Exercise task A: List every fallback state that the failover driver manual page says can be configured for when no suitable primary is available.
Exercise task B: Quote word for word the part of the failover driver manual page that opens with the words containing "If the current" and closes with "linkman:upsd[8] being active.".
╭─ Excerpted passage
FAILOVER(8)
==========

NAME
----

failover - UPS Failover Driver

SYNOPSIS
--------

*failover* -h

*failover* -a 'UPS_NAME' ['OPTIONS']

NOTE: This man page only documents the specific features of the failover driver.
For information about the core driver, see linkman:nutupsdrv[8].

DESCRIPTION
-----------

The `failover` driver acts as a smart proxy for multiple "real" UPS drivers. It
connects to and monitors these underlying UPS drivers through their local UNIX
sockets (or Windows named pipes), continuously evaluating health and suitability
for "primary" duty according to a set of user configurable rules and priorities.

At any given time, `failover` designates one UPS driver as the *primary*, and
presents its commands, variables and status to the outside world as if it were
directly talking to that UPS. From the perspective of the clients (such as
linkman:upsmon[8] or linkman:upsc[8]), the `failover` driver behaves like any
single UPS, abstracting away the underlying redundancy, and allowing for
seamless transitioning between all monitored UPS drivers and their datasets.

The driver dynamically promotes or demotes the primary UPS driver based on:

- Socket availability and communication status
- Data freshness and UPS online/offline indicators
- User-defined status filters (e.g., presence or absence of `OL`, `LB`, ...)
- Administrative override via control commands (`force.primary`, `force.ignore`)

If the current primary becomes unavailable or no longer meets the criteria, the
driver automatically fails over to a more suitable driver. During transitions,
it ensures that any data is switched out instantly, without the linkman:upsd[8]
considering it as stale or the clients acting on any previously degraded status.

When no suitable primary is available, a configurable fallback state is entered:

- Keep last primary and declare the data as stale
- Raise `ALARM` and declare the data as stale
- Raise `ALARM` and set forced shutdown (`FSD`)

Different communication media can be used to connect to individual UPS drivers
(e.g., USB, Serial, Ethernet). `failover` communicates directly at the socket
level and therefore does not rely on linkman:upsd[8] being active.

EXTRA ARGUMENTS
---------------

This driver supports the following settings:

*port*='drivername-devicename,drivername2-devicename2,...'::
Required. Specifies the local sockets (or Windows named pipes) of the underlying
UPS drivers to be tracked. Entries must either be a path or follow the format
`drivername-devicename`, as used by NUT's internal socket naming convention
(e.g. `usbhid-ups-myups`). Multiple entries are comma-separated with no spaces.

*inittime*='seconds'::
Optional. Sets a grace period after driver startup during which the absence of a
primary is tolerated. This allows time for underlying drivers to initialize. For
networked connections or drivers that require "lock-picking" their communication
protocol, consider increasing this value to accommodate potential longer delays.
Defaults to 30 seconds.

*deadtime*='seconds'::
Optional. Sets a grace period in seconds after which a non-responsive UPS driver
is considered dead. Defaults to 30 seconds.

*relogtime*='seconds'::
Optional. Time interval in which repeated connection failure logs are emitted
for a UPS, reducing log spam during unstable conditions. Defaults to 5 seconds.

*noprimarytime*='seconds'::
Optional. Duration to wait without a suitable primary UPS driver before entering
the configured fallback mode (`fsdmode`). Defaults to 15 seconds.
╰─
╭─ Information provided
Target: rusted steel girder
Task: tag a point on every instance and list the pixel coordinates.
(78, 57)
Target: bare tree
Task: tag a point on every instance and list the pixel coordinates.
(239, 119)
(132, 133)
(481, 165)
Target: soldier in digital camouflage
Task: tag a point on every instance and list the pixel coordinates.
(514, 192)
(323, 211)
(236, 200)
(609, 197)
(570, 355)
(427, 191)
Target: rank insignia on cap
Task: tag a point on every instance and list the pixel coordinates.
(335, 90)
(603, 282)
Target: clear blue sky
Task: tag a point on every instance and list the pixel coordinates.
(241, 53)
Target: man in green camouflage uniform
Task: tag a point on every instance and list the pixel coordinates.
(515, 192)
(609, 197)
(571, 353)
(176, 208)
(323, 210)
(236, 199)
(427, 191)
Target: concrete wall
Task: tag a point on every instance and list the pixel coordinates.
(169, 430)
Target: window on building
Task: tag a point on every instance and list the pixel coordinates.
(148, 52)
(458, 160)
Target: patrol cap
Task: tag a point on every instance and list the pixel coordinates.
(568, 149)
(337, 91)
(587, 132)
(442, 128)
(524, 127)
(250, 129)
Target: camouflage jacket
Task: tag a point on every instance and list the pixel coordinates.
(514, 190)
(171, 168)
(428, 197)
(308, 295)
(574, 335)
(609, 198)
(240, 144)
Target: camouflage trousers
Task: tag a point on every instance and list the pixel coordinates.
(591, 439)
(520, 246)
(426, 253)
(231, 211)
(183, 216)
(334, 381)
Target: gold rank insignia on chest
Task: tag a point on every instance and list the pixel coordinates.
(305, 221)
╰─
Written reply A:
- Keep last primary and declare the data as stale
- Raise `ALARM` and declare the data as stale
- Raise `ALARM` and set forced shutdown (`FSD`)

Written reply B:
If the current primary becomes unavailable or no longer meets the criteria, the
driver automatically fails over to a more suitable driver. During transitions,
it ensures that any data is switched out instantly, without the linkman:upsd[8]
considering it as stale or the clients acting on any previously degraded status.

When no suitable primary is available, a configurable fallback state is entered:

- Keep last primary and declare the data as stale
- Raise `ALARM` and declare the data as stale
- Raise `ALARM` and set forced shutdown (`FSD`)

Different communication media can be used to connect to individual UPS drivers
(e.g., USB, Serial, Ethernet). `failover` communicates directly at the socket
level and therefore does not rely on linkman:upsd[8] being active.